# [EXERCISE REQUIREMENTS]
Copy exactly the lines from the one containing "Expected: for each instance of the man's ear" through the last line of the records, both included, and nothing more.

+--

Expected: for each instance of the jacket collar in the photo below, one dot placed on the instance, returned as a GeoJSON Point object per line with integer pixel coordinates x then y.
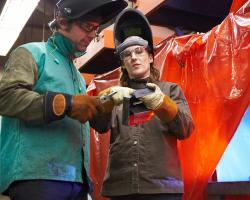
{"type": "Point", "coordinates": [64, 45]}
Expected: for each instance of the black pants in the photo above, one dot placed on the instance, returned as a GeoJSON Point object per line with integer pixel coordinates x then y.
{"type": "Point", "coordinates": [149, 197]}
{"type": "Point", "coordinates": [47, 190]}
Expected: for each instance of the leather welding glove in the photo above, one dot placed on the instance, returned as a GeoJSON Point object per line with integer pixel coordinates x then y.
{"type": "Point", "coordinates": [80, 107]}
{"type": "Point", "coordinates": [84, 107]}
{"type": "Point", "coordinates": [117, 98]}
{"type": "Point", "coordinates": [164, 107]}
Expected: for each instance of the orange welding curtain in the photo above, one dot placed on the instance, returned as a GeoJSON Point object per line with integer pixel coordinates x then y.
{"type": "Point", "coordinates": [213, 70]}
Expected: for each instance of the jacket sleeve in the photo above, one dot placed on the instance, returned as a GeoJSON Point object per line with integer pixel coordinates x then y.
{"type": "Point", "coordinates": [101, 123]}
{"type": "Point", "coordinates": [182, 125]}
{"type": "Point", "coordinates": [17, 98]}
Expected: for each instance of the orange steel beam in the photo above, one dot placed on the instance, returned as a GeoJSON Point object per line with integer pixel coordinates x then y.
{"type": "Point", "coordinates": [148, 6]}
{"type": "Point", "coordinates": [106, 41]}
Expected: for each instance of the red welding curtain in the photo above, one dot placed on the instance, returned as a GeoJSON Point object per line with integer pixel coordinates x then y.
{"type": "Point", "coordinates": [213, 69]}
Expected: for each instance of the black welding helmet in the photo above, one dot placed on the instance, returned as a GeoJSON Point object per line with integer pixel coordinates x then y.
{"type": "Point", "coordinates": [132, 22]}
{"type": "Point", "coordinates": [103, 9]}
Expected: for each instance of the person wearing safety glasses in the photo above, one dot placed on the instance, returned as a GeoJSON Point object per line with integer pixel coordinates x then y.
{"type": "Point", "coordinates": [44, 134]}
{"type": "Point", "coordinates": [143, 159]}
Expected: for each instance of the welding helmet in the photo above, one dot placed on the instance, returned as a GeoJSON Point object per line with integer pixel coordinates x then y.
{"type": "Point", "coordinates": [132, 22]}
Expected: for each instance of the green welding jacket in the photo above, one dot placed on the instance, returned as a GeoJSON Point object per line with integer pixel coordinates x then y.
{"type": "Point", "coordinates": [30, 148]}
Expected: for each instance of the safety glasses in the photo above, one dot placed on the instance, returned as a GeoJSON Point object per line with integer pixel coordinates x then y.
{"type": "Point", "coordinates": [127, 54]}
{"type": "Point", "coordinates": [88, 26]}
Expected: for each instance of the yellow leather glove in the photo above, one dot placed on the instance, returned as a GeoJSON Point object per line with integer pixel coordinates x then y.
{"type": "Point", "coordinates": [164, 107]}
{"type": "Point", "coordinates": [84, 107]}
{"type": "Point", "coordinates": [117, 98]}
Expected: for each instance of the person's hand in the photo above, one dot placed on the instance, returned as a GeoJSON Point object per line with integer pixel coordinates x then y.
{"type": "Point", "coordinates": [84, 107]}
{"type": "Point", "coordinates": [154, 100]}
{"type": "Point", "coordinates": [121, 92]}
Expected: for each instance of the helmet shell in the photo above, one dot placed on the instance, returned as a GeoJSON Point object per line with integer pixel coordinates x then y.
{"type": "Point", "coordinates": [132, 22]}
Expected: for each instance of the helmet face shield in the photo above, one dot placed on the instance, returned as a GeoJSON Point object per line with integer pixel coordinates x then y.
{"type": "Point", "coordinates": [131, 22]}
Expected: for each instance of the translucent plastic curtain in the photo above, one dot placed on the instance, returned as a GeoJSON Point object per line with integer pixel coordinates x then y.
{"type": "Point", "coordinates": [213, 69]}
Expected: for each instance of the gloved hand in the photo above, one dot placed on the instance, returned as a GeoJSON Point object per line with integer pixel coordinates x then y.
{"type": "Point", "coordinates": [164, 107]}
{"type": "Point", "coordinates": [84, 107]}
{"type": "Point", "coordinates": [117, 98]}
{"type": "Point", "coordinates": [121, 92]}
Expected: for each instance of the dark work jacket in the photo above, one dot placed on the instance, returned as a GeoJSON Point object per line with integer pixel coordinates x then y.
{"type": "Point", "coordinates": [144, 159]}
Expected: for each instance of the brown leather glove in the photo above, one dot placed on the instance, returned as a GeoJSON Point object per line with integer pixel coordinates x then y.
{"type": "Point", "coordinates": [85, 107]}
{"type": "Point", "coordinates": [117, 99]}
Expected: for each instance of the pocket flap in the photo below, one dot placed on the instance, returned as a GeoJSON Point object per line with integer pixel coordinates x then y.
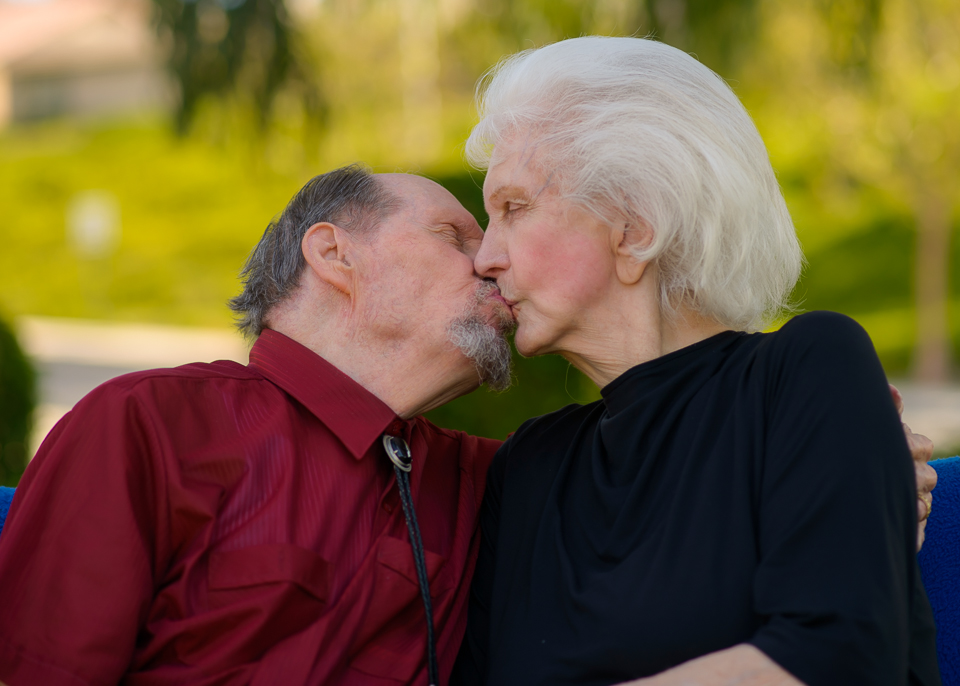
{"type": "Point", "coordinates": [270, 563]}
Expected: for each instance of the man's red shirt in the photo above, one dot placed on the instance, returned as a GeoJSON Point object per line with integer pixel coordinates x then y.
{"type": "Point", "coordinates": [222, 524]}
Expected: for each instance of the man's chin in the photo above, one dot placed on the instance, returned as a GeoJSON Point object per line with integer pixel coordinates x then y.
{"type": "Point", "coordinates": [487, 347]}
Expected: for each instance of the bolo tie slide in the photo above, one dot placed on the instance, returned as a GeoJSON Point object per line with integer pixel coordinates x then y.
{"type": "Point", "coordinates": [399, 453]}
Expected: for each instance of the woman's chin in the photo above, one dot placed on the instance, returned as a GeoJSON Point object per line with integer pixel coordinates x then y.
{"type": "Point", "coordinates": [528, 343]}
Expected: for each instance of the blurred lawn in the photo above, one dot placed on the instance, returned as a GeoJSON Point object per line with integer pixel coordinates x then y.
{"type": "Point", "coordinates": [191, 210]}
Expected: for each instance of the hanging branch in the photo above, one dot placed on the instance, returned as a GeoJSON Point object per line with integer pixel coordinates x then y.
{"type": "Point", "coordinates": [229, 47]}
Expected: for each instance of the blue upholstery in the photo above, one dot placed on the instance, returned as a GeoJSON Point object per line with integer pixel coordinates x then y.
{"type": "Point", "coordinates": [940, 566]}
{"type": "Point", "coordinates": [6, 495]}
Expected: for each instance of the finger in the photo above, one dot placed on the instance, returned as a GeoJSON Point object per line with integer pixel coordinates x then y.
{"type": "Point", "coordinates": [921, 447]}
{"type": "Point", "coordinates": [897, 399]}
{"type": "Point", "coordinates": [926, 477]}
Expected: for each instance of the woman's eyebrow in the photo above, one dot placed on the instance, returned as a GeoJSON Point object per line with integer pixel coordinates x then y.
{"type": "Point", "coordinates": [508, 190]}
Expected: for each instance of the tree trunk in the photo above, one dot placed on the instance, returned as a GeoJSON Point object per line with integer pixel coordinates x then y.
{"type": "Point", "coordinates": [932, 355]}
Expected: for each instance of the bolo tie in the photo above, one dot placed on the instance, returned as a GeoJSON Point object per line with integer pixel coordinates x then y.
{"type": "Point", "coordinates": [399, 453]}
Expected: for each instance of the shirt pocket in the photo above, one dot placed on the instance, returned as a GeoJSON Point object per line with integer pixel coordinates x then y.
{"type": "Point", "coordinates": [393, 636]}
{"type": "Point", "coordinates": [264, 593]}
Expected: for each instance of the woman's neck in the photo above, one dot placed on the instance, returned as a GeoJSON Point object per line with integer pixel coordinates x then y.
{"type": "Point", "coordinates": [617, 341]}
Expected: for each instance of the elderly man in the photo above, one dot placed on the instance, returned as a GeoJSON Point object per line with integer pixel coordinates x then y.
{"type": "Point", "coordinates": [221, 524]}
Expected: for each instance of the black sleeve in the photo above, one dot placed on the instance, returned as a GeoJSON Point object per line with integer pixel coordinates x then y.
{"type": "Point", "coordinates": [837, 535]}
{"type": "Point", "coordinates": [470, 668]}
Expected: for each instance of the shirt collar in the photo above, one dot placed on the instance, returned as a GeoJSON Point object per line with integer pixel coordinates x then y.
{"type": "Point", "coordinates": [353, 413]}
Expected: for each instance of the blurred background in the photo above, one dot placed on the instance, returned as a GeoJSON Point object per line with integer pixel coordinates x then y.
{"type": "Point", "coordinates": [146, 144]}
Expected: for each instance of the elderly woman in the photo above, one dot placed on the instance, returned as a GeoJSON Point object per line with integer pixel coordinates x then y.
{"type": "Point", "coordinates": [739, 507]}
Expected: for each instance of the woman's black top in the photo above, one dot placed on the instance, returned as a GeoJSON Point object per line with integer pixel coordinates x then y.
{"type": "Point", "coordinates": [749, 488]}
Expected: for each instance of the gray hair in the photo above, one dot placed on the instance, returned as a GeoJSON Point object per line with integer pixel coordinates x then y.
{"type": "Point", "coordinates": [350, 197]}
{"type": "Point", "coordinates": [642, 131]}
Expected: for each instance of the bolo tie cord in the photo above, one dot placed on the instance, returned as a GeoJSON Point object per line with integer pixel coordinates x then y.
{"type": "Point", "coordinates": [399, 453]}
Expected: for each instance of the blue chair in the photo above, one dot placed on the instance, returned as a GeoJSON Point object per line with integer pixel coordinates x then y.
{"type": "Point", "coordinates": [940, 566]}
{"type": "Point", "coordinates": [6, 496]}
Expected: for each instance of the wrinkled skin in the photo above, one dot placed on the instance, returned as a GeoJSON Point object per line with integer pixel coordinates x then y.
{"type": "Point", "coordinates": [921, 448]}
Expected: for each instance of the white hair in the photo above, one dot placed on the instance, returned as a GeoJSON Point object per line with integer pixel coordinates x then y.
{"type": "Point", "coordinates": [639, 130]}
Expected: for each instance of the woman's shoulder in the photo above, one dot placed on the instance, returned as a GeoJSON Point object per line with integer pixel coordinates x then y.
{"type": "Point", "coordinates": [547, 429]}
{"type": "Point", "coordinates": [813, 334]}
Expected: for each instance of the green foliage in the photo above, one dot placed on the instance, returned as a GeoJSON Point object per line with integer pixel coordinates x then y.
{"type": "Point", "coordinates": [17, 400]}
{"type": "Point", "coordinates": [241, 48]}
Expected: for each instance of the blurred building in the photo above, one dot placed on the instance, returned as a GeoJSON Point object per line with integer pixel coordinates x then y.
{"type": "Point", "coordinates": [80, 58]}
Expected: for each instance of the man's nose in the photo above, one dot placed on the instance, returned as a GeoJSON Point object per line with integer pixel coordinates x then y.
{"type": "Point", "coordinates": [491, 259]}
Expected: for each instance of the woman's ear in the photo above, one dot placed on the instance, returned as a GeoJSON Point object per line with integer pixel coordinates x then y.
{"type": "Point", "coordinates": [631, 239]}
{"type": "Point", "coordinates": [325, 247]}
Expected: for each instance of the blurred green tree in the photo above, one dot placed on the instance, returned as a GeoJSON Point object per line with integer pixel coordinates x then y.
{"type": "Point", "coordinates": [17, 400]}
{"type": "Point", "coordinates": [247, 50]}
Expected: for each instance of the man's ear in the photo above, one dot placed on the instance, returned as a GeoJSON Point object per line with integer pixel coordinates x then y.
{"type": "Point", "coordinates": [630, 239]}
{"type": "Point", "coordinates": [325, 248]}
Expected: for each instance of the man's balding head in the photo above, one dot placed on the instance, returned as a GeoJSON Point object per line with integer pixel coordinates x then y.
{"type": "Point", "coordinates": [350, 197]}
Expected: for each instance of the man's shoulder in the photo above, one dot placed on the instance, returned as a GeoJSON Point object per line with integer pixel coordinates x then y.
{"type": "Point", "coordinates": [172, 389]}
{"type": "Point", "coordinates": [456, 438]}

+--

# [IN RESPONSE]
Expected: for each instance of the man's ear in the photo above, one dot placed on the instance, returned as a GeoJSON Point object per line with integer pixel coordinates x then y.
{"type": "Point", "coordinates": [630, 239]}
{"type": "Point", "coordinates": [325, 248]}
Expected: for each instance of the man's balding head in the photo above, one dot placed on the instance, returned as a GeoJSON Point object per line with integer pixel coordinates x then y.
{"type": "Point", "coordinates": [350, 197]}
Expected: for each instance of the man's shoulder in the photo above, one dot placed on the instance, returned as a GeoJSON Point object per line with integer pixel coordinates x then y.
{"type": "Point", "coordinates": [172, 389]}
{"type": "Point", "coordinates": [456, 438]}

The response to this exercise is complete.